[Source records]
## Begin

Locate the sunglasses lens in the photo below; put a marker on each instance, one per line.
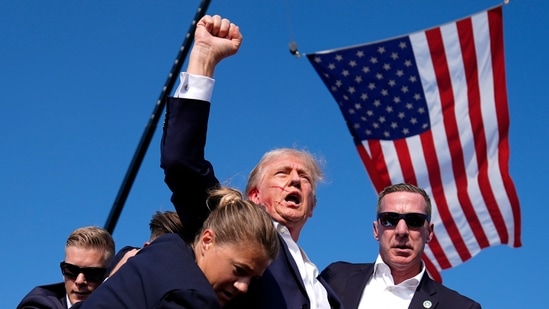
(69, 270)
(414, 220)
(390, 219)
(92, 274)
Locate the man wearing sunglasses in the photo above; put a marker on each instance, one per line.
(398, 278)
(88, 252)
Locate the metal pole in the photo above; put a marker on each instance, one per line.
(153, 122)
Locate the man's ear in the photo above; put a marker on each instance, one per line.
(254, 196)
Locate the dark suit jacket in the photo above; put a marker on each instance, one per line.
(161, 275)
(349, 280)
(189, 176)
(52, 296)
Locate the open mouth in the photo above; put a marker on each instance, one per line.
(294, 198)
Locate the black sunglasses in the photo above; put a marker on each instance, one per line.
(92, 274)
(413, 220)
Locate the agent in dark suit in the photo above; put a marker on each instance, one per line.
(283, 182)
(237, 243)
(88, 251)
(160, 224)
(398, 278)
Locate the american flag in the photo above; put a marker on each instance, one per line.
(430, 108)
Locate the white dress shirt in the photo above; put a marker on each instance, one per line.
(318, 296)
(381, 292)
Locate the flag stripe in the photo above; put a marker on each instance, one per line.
(500, 95)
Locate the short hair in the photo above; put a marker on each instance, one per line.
(165, 222)
(93, 237)
(312, 164)
(236, 220)
(404, 187)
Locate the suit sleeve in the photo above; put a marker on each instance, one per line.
(187, 173)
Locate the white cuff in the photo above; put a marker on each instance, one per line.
(194, 87)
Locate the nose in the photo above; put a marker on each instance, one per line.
(295, 179)
(80, 279)
(242, 285)
(401, 228)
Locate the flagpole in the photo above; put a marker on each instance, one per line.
(148, 134)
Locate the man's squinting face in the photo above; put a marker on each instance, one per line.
(401, 247)
(286, 191)
(79, 289)
(229, 267)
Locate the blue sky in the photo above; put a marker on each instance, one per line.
(79, 80)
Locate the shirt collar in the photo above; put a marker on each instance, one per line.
(382, 269)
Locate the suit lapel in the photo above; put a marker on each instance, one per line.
(425, 295)
(356, 283)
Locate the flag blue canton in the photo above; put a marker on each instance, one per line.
(378, 89)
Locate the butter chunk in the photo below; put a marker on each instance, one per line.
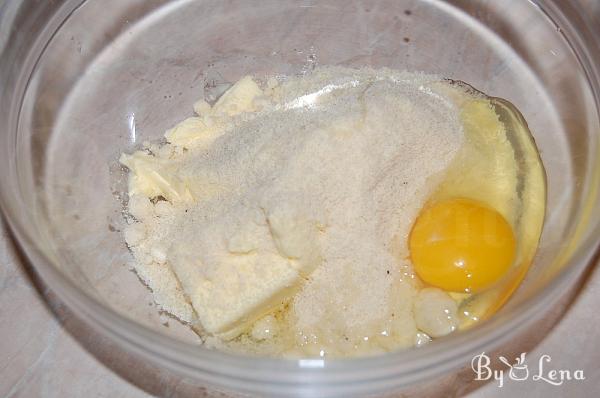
(239, 98)
(151, 177)
(295, 237)
(194, 132)
(239, 291)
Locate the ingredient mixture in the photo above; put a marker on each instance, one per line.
(277, 221)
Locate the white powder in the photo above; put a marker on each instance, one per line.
(354, 151)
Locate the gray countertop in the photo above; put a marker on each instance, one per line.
(46, 352)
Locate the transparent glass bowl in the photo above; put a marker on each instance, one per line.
(85, 80)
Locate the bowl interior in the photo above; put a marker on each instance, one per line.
(118, 73)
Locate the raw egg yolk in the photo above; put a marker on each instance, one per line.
(461, 245)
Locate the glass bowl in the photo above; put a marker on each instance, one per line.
(85, 80)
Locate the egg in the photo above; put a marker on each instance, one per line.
(461, 245)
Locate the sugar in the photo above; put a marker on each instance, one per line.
(355, 154)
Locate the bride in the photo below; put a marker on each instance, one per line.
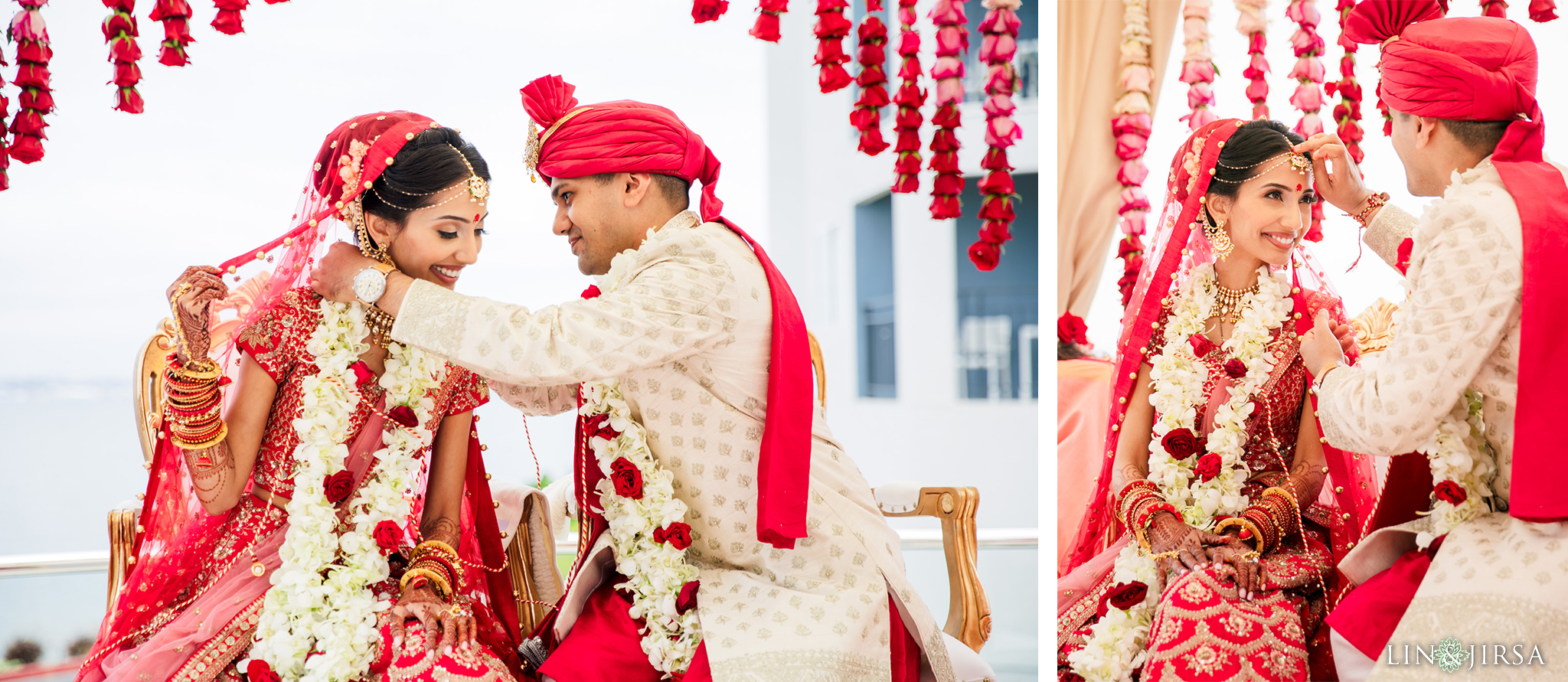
(1207, 550)
(317, 507)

## End

**Objective:** Convert all of the source records above into a two-column CSV with the headers line_text and marked_points. Give one row for each line that asks for markers, with that line in line_text and all of its points in marked_points. Put every field in double quotes, turn line breaks into spaces, and leave the pictures out.

**Final answer:**
line_text,marked_points
"Locate the sunglasses lens in the photo below; put a marker on each instance, one per line.","(69, 270) (414, 220) (390, 219) (92, 274)"
"Locate the man wearing sunglasses in the photo above; put a marker on each instance, one per line.","(398, 278) (88, 252)"
"Locate the metal pole in the photo above; put a marker on each instance, one per line.","(153, 122)"
"Locate the man's ear in the photo above; put a marker on each instance, one per line.","(254, 196)"
"Locate the dark suit jacket in the photo above; put a marker on each instance, one per line.","(161, 275) (349, 280) (189, 176) (52, 296)"
"Locate the open mouth in the photo above; put a marker on each instance, one per line.","(294, 198)"
"Locate the black sunglasses in the photo above; put a marker on each instance, one per line.","(92, 274) (413, 220)"
"Locate the agent in dark suit in the photo above; put a marker on each instance, one per line.","(283, 182) (237, 243) (88, 251) (160, 224) (398, 278)"
"Locate the american flag in the photo above; put a marker on each instance, one per line.","(430, 108)"
"Locate the white dress shirt in the photo above; put a marker on each instance, one per line.","(318, 296) (381, 292)"
"Locate the flag stripe in the photo above; put a marker on each instance, one per line.","(500, 95)"
"Locate the short hair in the photo above; put a marker on each instance, one per line.","(165, 222) (93, 237) (312, 164) (236, 220) (404, 187)"
"Locate the suit sleeve in the photo above; put a marker on each instance, one per line.","(187, 173)"
"Locate the white cuff in the photo above; put a marker on each instance, one per line.","(194, 87)"
"Locate the nose in the photo above; put a marker on each instance, one per line.","(295, 179) (80, 279) (242, 285) (401, 228)"
"Locate the flagpole in the photo above; put a marker on each instance, one per line.","(148, 134)"
"Locate the man's squinting face in the photo above; put a marker on each instance, one per line.","(401, 247) (286, 191) (79, 289) (229, 267)"
"Locate the blue sky in the photo above; put a marker on each instance, one per line.","(79, 80)"
"Locate the shirt collar in the photo above; put a marker on each instance, one per line.","(382, 269)"
"Locate the suit lapel in the photo above; put a marker on each instance, one per line.","(425, 295) (356, 283)"
"Locate the flag blue canton in the photo above; put a marker on each instance, one per line.","(378, 89)"
"Locate the butter chunk in the photo below; put a marker on each instance, one per line.","(239, 98) (151, 177) (295, 237) (194, 132) (239, 291)"
"Locate the ingredient mixture in the photo above; put a marker on each instance, one per line.","(277, 221)"
"Locate the white powder in the photo above; put a marker on each instance, one per line.","(354, 151)"
"Locate the gray countertop in the photo above; put a marker on each instance, one per line.","(46, 352)"
"Locate the transparent glass bowl in the photo above; put a marker on each instance, one per line.","(85, 80)"
"Locate the bowl interior in the photo above; put a marker on each instance, one per line.","(118, 73)"
"Locate the raw egg yolk in the photo above; put a marker on each instance, one per line.","(461, 245)"
"Locate the glass bowl in the photo above; put a marker on each instance, one per line.","(85, 80)"
"Locate the egg in the photo above; put a marker on each instance, one per line.","(461, 245)"
"Locate the sugar in the photo above; put a marker on each instance, one per line.","(355, 154)"
"Locate the bride in the photo below; put a marker on each instance, one per line.","(1207, 550) (317, 507)"